(TEXTO):

▬▬▬

Espiritualidad Budista
y Narcisismo Occidental
por Antonio Martínez.
El occidental contemporáneo que se hace
budista, en realidad está utilizando la sabiduría de Oriente como coartada
espiritual, como aliño místico para su particular ensalada vital, elaborada
básicamente con gigantescas dosis de narcisismo. El sujeto ilustrado del
siglo XVIII, al llegar al final de su andadura, desemboca en lo que,
refiriéndose a los años 70 del siglo XX, Tom Wolfe llamó “la década del yo”;
en la “cultura del narcisismo” de los 80, según el título del célebre ensayo
de Christopher Lasch; y en lo que, hacia 1991, Francis Fukuyama, en El fin
de la Historia, denominó “el último hombre”, que cumple la profecía
nietzscheana sobre el empequeñecimiento ontológico del hombre occidental .
El dato es innegable: desde 1970, Buda ha
triunfado en Occidente. Sobre todo en ciertos ambientes cosmopolitas y más
o menos elitistas de nuestras grandes metrópolis, queda muy bien decir que
uno “se ha hecho budista”. Y nótese –detalle nada baladí- que nunca se
dirá que tal o cual persona “se ha convertido al budismo”. Está noción
–conversión, convertirse- se reserva para las religiones de Occidente,
pero nunca se aplica a las de Oriente. Así, podremos oír que alguien “se
ha convertido al Islam”, pero no que lo ha hecho al hinduismo o al
budismo.
Pues bien: precisamente esta diferencia semántica tiene una estrecha
relación con la razón por la cual el budismo, entre ciertas élites
urbanas, pero también en los medios de comunicación y a nivel popular, ha
encontrado en las últimas décadas un eco tan favorable. Y es que una
persona puede “convertirse” a una religión; pero el budismo no es una
religión en sentido estricto, sino una mentalidad difusa, una sabiduría,
una filosofía, una visión del mundo y de la vida humana. En el budismo se
prescinde de la noción de Dios. Tampoco hay ninguna “Iglesia budista”
institucionalizada, ni fronteras dogmáticas definidas, ni credo, ni rito
oficial, ni sacerdocio o jerarquía, ni una autoridad suprema comparable
con el Papa católico. De modo que, cuando alguien “se hace budista”, en
realidad no entra en ninguna Iglesia o religión tal y como Occidente
entiende esta palabra, sino que sólo adopta una cierta espiritualidad.

▬▬▬

Líneas de datos:
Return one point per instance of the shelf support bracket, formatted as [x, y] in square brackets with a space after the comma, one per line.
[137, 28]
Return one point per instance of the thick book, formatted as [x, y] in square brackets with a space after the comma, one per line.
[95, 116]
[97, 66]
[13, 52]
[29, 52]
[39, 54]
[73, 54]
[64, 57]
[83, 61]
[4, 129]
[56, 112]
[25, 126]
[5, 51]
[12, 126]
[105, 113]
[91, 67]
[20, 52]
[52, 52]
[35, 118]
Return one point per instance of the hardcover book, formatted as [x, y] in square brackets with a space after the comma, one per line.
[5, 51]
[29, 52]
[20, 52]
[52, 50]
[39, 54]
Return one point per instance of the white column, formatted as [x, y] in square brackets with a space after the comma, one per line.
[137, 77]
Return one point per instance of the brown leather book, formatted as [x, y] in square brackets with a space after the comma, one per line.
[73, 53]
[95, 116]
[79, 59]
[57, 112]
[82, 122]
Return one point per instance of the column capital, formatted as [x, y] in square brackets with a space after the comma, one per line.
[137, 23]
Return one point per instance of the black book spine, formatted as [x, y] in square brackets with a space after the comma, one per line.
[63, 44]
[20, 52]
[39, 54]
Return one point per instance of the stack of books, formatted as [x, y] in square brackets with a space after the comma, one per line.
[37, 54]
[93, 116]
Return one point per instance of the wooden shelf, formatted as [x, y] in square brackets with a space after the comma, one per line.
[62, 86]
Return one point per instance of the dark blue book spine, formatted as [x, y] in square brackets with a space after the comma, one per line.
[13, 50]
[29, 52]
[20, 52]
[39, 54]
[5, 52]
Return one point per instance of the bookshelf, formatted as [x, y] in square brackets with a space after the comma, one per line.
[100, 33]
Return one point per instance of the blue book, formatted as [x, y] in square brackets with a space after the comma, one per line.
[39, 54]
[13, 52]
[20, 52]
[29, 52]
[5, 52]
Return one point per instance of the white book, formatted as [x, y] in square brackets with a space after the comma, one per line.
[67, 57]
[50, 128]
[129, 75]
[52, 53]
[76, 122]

▬▬▬

(OBJETIVO): Copia al pie de la letra el pasaje del texto sobre el budismo en Occidente comprendido entre "El occidental contemporáneo" y "hombre occidental .", ambos incluidos. Las líneas no guardan ninguna relación con el texto.

(RESPUESTA):
El occidental contemporáneo que se hace
budista, en realidad está utilizando la sabiduría de Oriente como coartada
espiritual, como aliño místico para su particular ensalada vital, elaborada
básicamente con gigantescas dosis de narcisismo. El sujeto ilustrado del
siglo XVIII, al llegar al final de su andadura, desemboca en lo que,
refiriéndose a los años 70 del siglo XX, Tom Wolfe llamó “la década del yo”;
en la “cultura del narcisismo” de los 80, según el título del célebre ensayo
de Christopher Lasch; y en lo que, hacia 1991, Francis Fukuyama, en El fin
de la Historia, denominó “el último hombre”, que cumple la profecía
nietzscheana sobre el empequeñecimiento ontológico del hombre occidental .